[Metin parçası]
+===+

Karanlık atmosferiyle , “Ben bir Takashi Ishii filmiyim” diye bas bas bağıran filmin en dandik tarafı “Ben senin annenim yavrum” temalı senaryosu herhalde. Yoksa bilmem kaç dakika süren, kesintisiz çekilen Ikko’nun yakuza patronundan kaçmaya çalışma sahnesi takdire şayan. Ama onun dışında, nanay oyunculuklar ve benceğize oldukça anlamsız gelen sahnelerle(Bkz. Dans sahnesi), beni bir hayli eğlendiren, ki bu sebepledir ki kaliteli film seven izleyiciye illallah getirtebilecek bir film Kara Melek.
Son olarak eli maşalı Seda Sayan’ın, eli silahlı versiyonu, arıza kadın Riona Hazuki ile ilgili daha dün öğrendiğim bir dedikoduyu da paylaşmak istiyorum dostlar. Japonca öğretmenimden öğrendiğim kadarıyla egosu bir hayli tavanda olan Hazuki hanım, vakti zamanında Hiroyuki Sanada’nın karısından boşanmasına sebebiyet vermiş bir starcık imiş.

Daha DVD kapağına bakar bakmaz etini sütünü belli eden-ki THE ULTIMATE ASSASIN...SHE’LL BLOW YOU AWAY yazıyor kapakta-Kuro No Tenshi, bir tek meraklısına hitap edecek türden gibi... Bu arada, Gonin gibi, The Black Angel’ın da ikincisi çekilmiş. Şu an ikinci filmlere bulaşmaktansa Ishii’nin bir başka filmi Freeze Me’ye takılmayı yeğliyorum.

11 yorum:

Goddess Artemis dedi ki...

+===+

Bir işaretleme veri setinden satırlar:
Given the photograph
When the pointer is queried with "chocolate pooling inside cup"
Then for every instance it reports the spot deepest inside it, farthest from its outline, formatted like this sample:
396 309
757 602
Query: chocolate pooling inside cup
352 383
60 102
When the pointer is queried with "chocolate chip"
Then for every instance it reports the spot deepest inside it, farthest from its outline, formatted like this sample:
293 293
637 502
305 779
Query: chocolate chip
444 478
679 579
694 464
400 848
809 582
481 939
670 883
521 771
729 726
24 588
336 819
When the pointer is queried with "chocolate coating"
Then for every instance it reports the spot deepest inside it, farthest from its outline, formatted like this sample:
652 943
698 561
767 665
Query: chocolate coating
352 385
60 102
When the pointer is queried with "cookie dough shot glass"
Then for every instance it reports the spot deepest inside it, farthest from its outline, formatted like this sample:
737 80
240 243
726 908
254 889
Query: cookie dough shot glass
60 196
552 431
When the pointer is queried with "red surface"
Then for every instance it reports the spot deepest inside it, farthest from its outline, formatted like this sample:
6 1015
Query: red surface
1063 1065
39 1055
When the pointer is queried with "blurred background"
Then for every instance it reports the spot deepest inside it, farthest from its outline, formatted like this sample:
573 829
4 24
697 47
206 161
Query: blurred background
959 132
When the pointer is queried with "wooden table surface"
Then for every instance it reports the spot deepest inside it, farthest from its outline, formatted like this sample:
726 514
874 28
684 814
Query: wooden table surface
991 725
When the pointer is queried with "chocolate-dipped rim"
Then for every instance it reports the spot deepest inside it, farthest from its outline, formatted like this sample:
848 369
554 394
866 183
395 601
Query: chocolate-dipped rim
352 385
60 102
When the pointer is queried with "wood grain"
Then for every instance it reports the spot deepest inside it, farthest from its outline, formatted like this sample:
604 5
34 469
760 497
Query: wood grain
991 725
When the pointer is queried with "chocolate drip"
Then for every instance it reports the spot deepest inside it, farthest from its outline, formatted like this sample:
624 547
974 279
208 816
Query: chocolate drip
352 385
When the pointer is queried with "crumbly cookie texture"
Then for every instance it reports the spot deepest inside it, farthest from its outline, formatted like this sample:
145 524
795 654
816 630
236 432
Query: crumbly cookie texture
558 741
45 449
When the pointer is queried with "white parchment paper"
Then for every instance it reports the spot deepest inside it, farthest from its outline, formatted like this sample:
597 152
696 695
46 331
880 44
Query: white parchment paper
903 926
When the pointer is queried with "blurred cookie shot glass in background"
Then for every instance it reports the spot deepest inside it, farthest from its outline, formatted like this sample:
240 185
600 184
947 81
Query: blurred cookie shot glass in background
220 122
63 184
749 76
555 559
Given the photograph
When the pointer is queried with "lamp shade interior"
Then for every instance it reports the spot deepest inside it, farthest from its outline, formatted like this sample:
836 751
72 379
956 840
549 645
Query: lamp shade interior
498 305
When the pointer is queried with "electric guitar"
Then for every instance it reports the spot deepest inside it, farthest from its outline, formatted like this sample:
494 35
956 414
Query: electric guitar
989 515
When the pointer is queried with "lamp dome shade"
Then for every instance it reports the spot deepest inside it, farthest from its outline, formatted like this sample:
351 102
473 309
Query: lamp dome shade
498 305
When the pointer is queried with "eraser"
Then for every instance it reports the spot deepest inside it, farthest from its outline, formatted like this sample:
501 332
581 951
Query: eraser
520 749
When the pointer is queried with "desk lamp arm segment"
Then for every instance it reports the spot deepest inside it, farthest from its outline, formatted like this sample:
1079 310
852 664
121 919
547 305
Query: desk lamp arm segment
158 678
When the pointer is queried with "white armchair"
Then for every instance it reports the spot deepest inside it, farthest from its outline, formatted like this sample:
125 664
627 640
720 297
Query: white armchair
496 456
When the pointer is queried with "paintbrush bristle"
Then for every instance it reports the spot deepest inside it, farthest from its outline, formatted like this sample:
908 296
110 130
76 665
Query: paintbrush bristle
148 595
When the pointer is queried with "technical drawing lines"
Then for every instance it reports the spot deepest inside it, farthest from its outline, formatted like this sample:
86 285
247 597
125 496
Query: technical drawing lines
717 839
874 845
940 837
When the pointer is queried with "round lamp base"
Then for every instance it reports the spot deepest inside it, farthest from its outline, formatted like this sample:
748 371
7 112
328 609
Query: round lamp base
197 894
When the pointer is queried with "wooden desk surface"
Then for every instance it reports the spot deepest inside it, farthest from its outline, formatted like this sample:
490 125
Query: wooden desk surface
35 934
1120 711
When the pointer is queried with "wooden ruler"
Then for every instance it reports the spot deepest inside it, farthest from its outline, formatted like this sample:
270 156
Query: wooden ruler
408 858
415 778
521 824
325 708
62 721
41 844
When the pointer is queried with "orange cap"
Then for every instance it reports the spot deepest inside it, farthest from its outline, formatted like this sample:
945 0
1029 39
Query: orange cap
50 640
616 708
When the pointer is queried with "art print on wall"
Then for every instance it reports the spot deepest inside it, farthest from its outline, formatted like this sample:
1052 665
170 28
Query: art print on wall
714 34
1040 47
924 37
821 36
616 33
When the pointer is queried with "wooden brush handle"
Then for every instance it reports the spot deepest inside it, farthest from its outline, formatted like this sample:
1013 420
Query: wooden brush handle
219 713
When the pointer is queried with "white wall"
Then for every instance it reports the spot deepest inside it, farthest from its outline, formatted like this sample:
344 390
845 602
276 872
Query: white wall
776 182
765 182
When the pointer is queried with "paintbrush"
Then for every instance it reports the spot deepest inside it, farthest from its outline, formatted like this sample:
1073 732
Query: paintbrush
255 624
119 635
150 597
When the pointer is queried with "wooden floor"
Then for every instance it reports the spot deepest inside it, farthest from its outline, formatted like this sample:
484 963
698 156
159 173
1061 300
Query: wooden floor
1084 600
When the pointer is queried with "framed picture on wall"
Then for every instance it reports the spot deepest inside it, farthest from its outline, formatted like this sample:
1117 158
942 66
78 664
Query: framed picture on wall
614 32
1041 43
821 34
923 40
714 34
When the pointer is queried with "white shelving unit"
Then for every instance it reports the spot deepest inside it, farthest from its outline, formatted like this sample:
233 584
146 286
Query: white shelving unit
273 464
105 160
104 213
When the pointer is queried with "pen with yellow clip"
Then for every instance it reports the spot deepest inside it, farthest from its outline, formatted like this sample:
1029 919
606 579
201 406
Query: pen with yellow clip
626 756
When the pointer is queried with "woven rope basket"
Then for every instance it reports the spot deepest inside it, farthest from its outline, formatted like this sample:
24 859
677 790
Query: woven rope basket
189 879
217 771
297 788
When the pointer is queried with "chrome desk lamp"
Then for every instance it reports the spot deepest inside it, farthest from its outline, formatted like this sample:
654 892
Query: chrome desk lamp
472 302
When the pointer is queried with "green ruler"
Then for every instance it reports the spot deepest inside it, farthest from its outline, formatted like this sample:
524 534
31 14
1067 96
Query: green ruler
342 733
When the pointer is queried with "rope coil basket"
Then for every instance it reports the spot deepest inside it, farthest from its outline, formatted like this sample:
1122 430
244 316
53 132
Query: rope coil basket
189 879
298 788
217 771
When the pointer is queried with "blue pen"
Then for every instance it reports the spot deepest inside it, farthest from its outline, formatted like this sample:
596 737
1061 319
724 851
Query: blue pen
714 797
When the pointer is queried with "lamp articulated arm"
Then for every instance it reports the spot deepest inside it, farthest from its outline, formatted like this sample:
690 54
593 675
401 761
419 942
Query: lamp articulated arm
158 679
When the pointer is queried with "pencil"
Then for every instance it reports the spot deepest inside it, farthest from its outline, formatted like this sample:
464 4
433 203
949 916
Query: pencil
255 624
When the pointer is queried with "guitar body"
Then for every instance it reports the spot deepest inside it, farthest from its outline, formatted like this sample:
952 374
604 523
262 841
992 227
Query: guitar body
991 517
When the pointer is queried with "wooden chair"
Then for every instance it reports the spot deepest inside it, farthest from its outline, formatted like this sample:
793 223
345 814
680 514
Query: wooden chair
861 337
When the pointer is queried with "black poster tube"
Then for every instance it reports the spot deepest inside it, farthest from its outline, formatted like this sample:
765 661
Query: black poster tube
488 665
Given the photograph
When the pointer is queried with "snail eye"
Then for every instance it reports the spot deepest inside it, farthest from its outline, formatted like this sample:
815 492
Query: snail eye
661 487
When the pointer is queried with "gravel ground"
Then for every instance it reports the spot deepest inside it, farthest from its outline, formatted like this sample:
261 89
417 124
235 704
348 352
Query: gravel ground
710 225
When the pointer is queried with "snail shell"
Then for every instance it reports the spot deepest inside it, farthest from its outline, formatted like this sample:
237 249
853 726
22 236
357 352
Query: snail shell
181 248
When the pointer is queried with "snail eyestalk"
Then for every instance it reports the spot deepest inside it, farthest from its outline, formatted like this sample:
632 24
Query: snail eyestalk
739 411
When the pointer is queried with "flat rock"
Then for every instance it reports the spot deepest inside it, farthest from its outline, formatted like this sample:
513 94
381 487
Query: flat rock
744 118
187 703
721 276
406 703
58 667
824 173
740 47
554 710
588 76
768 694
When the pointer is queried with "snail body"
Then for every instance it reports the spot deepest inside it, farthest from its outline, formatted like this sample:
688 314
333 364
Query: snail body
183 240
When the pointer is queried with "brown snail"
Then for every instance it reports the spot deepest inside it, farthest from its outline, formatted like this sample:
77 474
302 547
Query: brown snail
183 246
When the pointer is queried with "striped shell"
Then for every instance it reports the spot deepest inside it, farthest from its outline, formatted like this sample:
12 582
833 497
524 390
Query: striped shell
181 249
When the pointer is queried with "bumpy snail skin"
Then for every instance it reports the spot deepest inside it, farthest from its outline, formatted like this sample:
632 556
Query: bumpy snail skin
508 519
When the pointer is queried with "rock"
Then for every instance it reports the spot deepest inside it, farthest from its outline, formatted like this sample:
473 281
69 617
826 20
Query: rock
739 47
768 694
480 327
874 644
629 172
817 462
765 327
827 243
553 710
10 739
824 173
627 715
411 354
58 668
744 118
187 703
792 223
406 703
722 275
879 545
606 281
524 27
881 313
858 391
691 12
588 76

+===+

[Kısa soru 1]
Kara Melek yazısına göre şunları yanıtlayın:
(a) Yazar filmin en dandik tarafı olarak neyi görüyor?
(b) Japonca öğretmeninin anlattığına göre Riona Hazuki kimin karısından boşanmasına sebep olmuş?
(c) Yazar ikinci filmlere bulaşmak yerine Ishii'nin hangi filmine takılmayı yeğliyor?
[Kısa soru 2] Kara Melek yazısını "Daha DVD kapağına" sözlerinden başlayıp "Me’ye takılmayı yeğliyorum." sözleri de dahil olmak üzere olduğu gibi kopyalayın.
Bu kayıtlara gerek yok.

[Son cevap 1]
(a) "Ben senin annenim yavrum" temalı senaryosunu.
(b) Hiroyuki Sanada'nın.
(c) Freeze Me'ye.

[Son cevap 2]
Daha DVD kapağına bakar bakmaz etini sütünü belli eden-ki THE ULTIMATE ASSASIN...SHE’LL BLOW YOU AWAY yazıyor kapakta-Kuro No Tenshi, bir tek meraklısına hitap edecek türden gibi... Bu arada, Gonin gibi, The Black Angel’ın da ikincisi çekilmiş. Şu an ikinci filmlere bulaşmaktansa Ishii’nin bir başka filmi Freeze Me’ye takılmayı yeğliyorum.